----- Document

Thursday, April 13, 2017

Airline Fracture

In case you're reading this 50 years from now and have no idea to what incident this essay will refer, read this first.

Everyone is upset about the incident on this flight. I have some thoughts. Hear me out.

Despite the fact that the flight was not actually overbooked, many are still crying foul about what a terrible practice overbooking is. There is a legitimate business case for this policy, and as much as you personally may have been annoyed, inconvenienced or harmed by getting bumped from a flight, the practice is not without some merit. Marketplace explains it better than I ever could. When passengers do have to be bumped, there are certain passengers who are protected - disabled passengers, children flying alone, and first class passengers because OF COURSE. We - the consumers of flight travel - should advocate for more consumer protections if this practice is truly so egregious, but frankly, I'll be spending my time advocating for student loan forgiveness, prescription drug regulation, and criminal justice reform before I get to airline passenger rights. Everyone knows that air travel in the post 9/11 era is the fucking worst. Let's just get some high speed trains and reduce our need to fly so much? Maybe?

----------
----- Items

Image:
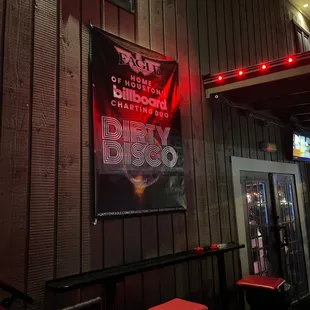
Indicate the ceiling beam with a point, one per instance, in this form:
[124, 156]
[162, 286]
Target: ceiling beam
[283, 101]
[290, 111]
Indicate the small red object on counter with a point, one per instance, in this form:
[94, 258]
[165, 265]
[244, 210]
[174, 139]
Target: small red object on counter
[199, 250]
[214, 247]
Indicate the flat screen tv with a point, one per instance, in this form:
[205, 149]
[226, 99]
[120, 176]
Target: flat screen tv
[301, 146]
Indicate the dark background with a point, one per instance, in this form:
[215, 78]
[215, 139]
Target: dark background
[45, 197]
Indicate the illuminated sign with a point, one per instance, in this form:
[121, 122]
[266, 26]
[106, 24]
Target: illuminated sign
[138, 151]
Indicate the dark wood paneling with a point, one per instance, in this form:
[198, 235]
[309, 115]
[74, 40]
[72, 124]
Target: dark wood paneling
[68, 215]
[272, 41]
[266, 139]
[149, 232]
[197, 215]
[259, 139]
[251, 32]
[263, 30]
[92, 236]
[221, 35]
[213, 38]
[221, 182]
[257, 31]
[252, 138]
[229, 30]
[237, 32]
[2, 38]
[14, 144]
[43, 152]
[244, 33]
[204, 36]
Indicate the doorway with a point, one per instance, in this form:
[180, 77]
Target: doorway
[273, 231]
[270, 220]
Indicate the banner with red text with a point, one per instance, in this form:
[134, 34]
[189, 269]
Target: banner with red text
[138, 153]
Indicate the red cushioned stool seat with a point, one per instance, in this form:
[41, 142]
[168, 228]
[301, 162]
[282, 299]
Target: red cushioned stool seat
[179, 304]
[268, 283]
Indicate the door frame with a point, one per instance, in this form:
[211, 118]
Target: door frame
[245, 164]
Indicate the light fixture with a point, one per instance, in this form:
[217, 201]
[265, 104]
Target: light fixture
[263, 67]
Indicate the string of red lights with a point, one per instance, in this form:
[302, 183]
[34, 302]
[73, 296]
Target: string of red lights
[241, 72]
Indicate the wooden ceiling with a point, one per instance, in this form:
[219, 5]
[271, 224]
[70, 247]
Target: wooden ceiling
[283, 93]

----------
----- Items

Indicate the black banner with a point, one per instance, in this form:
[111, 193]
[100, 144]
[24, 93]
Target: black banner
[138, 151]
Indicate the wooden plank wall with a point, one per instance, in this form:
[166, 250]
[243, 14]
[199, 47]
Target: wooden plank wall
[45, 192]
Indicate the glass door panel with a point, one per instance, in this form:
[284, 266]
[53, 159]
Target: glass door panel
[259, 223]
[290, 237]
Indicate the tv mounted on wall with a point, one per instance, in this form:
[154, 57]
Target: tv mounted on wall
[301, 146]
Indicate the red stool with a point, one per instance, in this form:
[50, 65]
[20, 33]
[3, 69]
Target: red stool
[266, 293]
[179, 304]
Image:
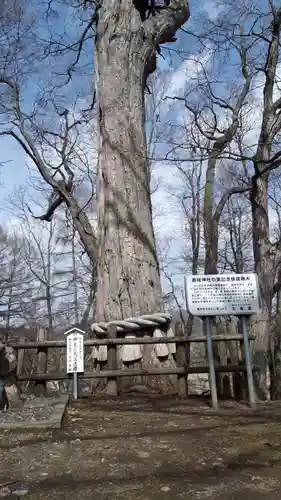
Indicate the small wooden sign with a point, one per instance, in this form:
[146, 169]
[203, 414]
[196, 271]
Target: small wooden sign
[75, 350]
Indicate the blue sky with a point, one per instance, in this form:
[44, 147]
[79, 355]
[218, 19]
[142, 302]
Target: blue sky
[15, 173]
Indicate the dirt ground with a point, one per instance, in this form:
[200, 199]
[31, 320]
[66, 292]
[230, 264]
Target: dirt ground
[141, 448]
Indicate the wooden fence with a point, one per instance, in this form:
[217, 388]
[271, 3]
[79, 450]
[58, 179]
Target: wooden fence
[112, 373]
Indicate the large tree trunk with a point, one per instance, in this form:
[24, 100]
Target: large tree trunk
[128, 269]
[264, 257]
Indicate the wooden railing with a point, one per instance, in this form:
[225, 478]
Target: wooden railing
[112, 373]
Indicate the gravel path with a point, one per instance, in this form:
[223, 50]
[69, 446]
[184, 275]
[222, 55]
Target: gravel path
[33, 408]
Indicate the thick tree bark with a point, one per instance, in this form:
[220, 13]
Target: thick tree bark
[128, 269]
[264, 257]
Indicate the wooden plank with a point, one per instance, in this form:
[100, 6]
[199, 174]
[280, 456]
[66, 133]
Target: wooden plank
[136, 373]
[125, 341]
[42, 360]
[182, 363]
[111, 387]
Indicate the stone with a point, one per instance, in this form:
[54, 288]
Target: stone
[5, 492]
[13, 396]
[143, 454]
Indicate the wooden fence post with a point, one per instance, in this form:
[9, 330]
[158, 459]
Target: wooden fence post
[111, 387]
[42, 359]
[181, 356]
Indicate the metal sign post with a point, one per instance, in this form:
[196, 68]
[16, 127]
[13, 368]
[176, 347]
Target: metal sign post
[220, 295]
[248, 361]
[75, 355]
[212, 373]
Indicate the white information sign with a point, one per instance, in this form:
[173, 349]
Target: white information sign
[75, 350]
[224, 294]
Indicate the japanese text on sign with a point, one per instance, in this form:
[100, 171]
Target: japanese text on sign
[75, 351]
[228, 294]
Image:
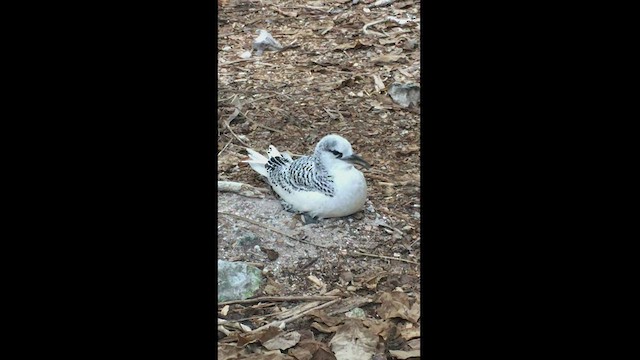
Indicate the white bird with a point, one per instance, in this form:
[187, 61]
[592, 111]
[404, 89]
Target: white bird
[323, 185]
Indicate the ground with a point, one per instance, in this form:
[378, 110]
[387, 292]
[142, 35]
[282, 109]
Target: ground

----------

> Directions
1. According to the essay on airline overbooking, why should readers read something else before the essay? Answer in one to three sentences.
2. Retype the essay on airline overbooking from "Airline Fracture" to "Hear me out." without any changes.

> Task answers
1. That advice is for someone reading the essay 50 years from now who has no idea which incident it refers to.

2.
Airline Fracture

In case you're reading this 50 years from now and have no idea to what incident this essay will refer, read this first.

Everyone is upset about the incident on this flight. I have some thoughts. Hear me out.